> [The exercise]:
Rename every "Result:" in the material below to "Answer:", and give all of it back with nothing else changed.

> [Supplied data]:
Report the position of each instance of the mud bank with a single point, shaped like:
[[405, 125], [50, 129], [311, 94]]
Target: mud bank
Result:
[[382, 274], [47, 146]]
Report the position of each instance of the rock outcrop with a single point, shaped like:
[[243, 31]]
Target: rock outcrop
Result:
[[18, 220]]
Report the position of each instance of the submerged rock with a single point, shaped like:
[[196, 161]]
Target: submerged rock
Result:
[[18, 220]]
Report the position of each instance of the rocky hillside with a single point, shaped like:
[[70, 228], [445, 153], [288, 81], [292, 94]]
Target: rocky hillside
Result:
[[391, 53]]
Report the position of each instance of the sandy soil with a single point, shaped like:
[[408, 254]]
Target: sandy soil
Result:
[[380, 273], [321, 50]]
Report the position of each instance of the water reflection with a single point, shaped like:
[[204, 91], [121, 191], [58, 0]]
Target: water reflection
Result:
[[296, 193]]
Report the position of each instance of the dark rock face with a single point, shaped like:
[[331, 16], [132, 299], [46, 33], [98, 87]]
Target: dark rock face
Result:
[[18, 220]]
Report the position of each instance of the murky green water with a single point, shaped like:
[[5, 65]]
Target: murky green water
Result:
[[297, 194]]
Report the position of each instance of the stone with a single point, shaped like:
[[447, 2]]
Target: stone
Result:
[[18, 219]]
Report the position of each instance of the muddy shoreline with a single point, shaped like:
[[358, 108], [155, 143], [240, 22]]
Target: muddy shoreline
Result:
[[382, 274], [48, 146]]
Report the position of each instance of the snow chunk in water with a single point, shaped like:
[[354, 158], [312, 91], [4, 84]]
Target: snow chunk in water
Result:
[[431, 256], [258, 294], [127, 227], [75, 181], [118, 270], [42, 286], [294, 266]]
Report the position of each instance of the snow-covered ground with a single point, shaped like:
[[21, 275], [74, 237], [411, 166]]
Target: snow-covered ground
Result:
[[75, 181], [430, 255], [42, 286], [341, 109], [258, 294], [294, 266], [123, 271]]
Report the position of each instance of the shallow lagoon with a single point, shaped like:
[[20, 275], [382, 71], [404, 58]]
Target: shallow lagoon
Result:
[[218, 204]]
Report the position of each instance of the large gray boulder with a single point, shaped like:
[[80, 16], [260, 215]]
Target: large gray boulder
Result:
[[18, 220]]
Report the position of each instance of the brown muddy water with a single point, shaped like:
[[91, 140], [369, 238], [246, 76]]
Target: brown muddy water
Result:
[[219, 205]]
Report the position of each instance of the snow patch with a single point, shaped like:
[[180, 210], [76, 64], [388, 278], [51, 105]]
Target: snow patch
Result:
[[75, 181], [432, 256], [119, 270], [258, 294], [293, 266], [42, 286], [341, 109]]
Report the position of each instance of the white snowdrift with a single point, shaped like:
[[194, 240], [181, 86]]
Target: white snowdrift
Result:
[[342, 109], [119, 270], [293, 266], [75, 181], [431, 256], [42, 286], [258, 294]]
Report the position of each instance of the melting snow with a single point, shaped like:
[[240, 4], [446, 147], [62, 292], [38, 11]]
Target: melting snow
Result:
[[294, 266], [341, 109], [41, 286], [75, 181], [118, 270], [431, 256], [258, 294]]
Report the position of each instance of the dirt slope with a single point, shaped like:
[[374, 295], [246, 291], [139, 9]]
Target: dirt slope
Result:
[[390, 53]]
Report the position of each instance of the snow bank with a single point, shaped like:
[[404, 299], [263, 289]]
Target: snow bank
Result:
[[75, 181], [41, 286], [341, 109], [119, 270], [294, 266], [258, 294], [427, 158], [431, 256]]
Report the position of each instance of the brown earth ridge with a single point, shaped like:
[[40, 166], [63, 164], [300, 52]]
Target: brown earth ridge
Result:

> [Output below]:
Report the position of each instance of the mud bank with a single point, shaped like:
[[405, 125], [50, 129], [311, 94]]
Target: mud bank
Answer:
[[382, 274], [47, 146]]
Report the position of each instance of the rock outcrop with a single point, shaped like:
[[243, 31]]
Target: rock outcrop
Answer:
[[18, 220]]
Report the position of each instance of the submerged rock with a single point, shaped like:
[[196, 161]]
Target: submerged rock
Answer:
[[18, 220]]
Report the position of each instance of the rocky hillside with a single point, shaped like:
[[70, 228], [445, 153], [288, 81], [292, 94]]
Target: rocky hillside
Answer:
[[391, 53]]
Report the position of each instance of the sandy soil with a single point, shaped like:
[[408, 254]]
Target: sandy soil
Answer:
[[380, 273], [321, 50]]
Report the position of each instance of the water reflection with a single point, shaped like:
[[204, 91], [121, 191], [58, 0]]
Target: water reflection
Answer:
[[296, 193]]
Report the position of each instance of the dark rock face with a single point, shaped like:
[[331, 16], [132, 299], [46, 33], [98, 87]]
Target: dark rock face
Answer:
[[18, 220]]
Report the position of each instance of the murky green water with a single point, shaped like:
[[5, 65]]
Target: murky green water
Answer:
[[297, 194]]
Report the position of each instance of the stone with a single point, shaped like:
[[447, 2]]
Target: stone
Answer:
[[18, 219]]
Report the position of each instance of the muddy shoreline with a single point, shaped like:
[[358, 108], [155, 143], [240, 22]]
Target: muddy shoreline
Answer:
[[382, 274], [48, 146]]
Report the position of each instance of the snow chunk in water with a single point, shaped like:
[[354, 158], [312, 91], [4, 84]]
Target: snow chunk in water
Answer:
[[431, 256], [258, 294], [127, 227], [75, 181], [118, 270], [42, 286], [294, 266]]
Report the position of each instance of the snow-covered ground with a single point, shaped like:
[[21, 275], [74, 237], [411, 166]]
Target: snow-covered ground
Answer:
[[75, 181], [430, 255], [42, 286], [341, 109], [258, 294], [294, 266], [123, 271]]
Report the position of each instance of the shallow lagoon with a single point, shaped like:
[[20, 275], [382, 71], [404, 58]]
Target: shallow lagoon
Answer:
[[218, 204]]
Report the position of each instance of the large gray boulder with a single point, shaped like:
[[80, 16], [260, 215]]
Target: large gray boulder
Answer:
[[18, 220]]
Report the position of each instance of the brown muddy water with a single point, shaped like:
[[91, 140], [369, 238], [246, 76]]
Target: brown muddy water
Answer:
[[219, 205]]
Report the position of each instance of the snow patch with a single point, shaped like:
[[180, 210], [76, 64], [388, 278], [51, 105]]
Target: snow patch
Answer:
[[75, 181], [432, 256], [119, 270], [258, 294], [293, 266], [42, 286], [341, 109]]
Report the position of each instance of the white snowdrift with a single point, shaped like:
[[194, 240], [181, 86]]
Target: white snowdrift
Answer:
[[342, 109], [119, 270], [293, 266], [75, 181], [431, 256], [42, 286], [258, 294]]
Report the position of each instance of the melting snow with a single point, shaped like:
[[240, 4], [446, 147], [62, 292], [38, 11]]
Target: melting snow
Answer:
[[294, 266], [341, 109], [41, 286], [75, 181], [118, 270], [431, 256], [258, 294]]
Report the position of each instance of the dirt slope with a single point, shaped like:
[[374, 295], [246, 291], [139, 9]]
Target: dirt slope
Answer:
[[390, 53]]
Report the position of each instance of the snow bank with a single point, shaped like:
[[404, 299], [263, 289]]
Target: snow bank
Answer:
[[75, 181], [41, 286], [341, 109], [119, 270], [294, 266], [258, 294], [427, 158], [431, 256]]
Report the position of each instance of the brown earth ridge with a single point, shaped like:
[[40, 166], [63, 164], [300, 52]]
Target: brown earth ridge
Answer:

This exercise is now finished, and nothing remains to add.